**Actions to take**
a) Using the article about Steph Sherer and medical marijuana, explain in one to three sentences why neither option she describes works for her.
b) Write the next part of the article about Steph Sherer and medical marijuana, starting after its final sentence.

**Selected extract**
= Beginning of Section =

Ten years ago, when Steph Sherer started using medicinal marijuana as a way to cope with the chronic pain caused by a neck injury, she didn’t know she’d be at the forefront of a movement that would spread throughout the United States to the one million patients who use cannabis to help treat serious illnesses, such as cancer, multiple sclerosis, and HIV/AIDS.
“Two days without an anti-inflammatory medicine, my body starts to stiffen up, and after about three days I can’t get out of bed. So, that could be my life; that is one choice,” Sherer said. “Or the second thing is I could take the 2400 mg of ibuprofen each day that are required for me to be able to move, and then my kidneys would begin to shut down again.”
Instead, Sherer, 36, began using medical marijuana to deal with her pain and became an activist on the issue by creating the nonprofit organization Americans for Safe Access (ASA), which protects patients’ rights to safely and legally access marijuana throughout the U.S.
ASA started in 2002, and since then it has helped create and get legislation passed on the local and state level and is an advocate for patients’ rights in 17 states and Washington, DC where medical marijuana is now legal.

= End of Section =

**Extracted records**
= Beginning of Section =

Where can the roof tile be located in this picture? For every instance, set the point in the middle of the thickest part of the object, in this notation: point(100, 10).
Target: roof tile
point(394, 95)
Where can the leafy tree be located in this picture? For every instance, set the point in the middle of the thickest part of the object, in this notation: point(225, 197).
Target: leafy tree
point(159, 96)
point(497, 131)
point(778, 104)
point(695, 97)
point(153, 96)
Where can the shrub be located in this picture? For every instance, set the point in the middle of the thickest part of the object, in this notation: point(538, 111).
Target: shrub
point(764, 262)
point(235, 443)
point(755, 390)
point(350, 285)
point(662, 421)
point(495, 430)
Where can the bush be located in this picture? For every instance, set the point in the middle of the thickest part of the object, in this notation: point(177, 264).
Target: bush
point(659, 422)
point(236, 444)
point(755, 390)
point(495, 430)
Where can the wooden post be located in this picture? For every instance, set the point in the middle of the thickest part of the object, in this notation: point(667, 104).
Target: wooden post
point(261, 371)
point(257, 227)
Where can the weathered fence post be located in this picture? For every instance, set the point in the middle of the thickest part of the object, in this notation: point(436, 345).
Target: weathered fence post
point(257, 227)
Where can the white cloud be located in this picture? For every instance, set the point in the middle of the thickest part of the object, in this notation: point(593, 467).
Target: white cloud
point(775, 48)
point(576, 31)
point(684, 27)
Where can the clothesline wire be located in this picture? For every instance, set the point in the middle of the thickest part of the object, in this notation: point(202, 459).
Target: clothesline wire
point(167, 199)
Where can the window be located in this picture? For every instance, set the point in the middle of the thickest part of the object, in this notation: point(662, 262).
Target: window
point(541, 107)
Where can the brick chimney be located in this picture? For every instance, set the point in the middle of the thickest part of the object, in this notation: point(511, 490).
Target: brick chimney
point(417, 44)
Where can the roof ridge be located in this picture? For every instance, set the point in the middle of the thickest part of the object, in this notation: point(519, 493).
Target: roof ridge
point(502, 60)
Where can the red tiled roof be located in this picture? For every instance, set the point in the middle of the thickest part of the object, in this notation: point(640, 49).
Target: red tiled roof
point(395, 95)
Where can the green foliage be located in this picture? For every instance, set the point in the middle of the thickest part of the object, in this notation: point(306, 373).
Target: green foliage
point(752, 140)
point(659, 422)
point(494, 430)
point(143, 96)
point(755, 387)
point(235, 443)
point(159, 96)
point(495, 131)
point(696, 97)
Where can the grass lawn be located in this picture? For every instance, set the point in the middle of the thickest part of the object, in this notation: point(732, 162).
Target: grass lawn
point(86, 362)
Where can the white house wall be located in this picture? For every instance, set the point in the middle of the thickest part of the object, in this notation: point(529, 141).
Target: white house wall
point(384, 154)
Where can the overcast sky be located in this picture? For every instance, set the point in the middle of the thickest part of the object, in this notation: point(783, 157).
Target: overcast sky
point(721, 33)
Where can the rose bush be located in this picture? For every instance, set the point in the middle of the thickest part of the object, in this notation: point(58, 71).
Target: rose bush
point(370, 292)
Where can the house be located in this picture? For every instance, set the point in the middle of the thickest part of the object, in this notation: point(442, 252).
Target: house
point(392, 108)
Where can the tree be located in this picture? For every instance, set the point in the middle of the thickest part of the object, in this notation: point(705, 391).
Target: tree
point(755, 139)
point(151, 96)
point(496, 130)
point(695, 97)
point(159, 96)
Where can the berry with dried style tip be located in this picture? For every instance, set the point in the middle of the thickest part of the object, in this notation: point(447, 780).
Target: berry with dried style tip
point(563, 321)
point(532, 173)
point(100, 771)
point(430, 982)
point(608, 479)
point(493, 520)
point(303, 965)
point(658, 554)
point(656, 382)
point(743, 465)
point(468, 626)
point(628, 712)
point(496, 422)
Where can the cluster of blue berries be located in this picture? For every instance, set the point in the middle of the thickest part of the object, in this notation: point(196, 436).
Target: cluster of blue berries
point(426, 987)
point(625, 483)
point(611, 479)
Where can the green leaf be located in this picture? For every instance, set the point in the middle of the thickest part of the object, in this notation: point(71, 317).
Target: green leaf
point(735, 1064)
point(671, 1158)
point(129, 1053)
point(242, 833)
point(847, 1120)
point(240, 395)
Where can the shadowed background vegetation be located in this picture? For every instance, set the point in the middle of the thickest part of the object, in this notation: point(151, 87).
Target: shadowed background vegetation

= End of Section =

**Results by task**
a) Without an anti-inflammatory medicine, her body begins to stiffen after two days, and after about three days she cannot get out of bed. Taking the 2400 mg of ibuprofen a day that she needs to be able to move would make her kidneys begin to shut down again.

b)
On Thursday ASA held rallies in at least 15 cities across the U.S. at local campaign headquarters for U.S. President Barack Obama, protesting what they call, a nationwide crackdown on medical marijuana facilities.
“There have been more raids under Obama in three-and-a-half years than eight years of Bush,” Sherer said, during the rally in Washington, DC.
Proponents of medical marijuana say they are also upset with Obama, because of comments he made while campaigning in 2008. He said that state and local governments should be the prevailing bodies to handle regulation of medical marijuana dispensaries and not the federal government, explained David Bienenstock, west coast editor of High Times and High Times Medical Marijuana.
“No one in the medical marijuana community expected him to lead on this issue, but we expected him to keep a common sense promise,” he said.
In an interview a few months ago, Obama addressed the issue of the recent offensive on dispensaries and his earlier statement in 2008, where he said the U.S. Department of Justice should not “try to circumvent state laws (on medical marijuana).”
“What I specifically said was that we were not going to prioritize prosecutions of persons who are using medical marijuana,” Obama said in an interview with Rolling Stone earlier this year. “I never made a commitment that somehow we were going to give carte blanche to large-scale producers and operators of marijuana-and the reason is, because it’s against federal law.”
But, Bienenstock said the federal government has been intervening on the local and state level and shutting down some medical marijuana dispensaries in different parts of the country, as well as making it difficult for others to rent a facility for their cannabis business. This, in turn, makes it impossible for some patients to receive the medicinal marijuana they need and forces many to go to the black market to obtain it, according to Bienenstock.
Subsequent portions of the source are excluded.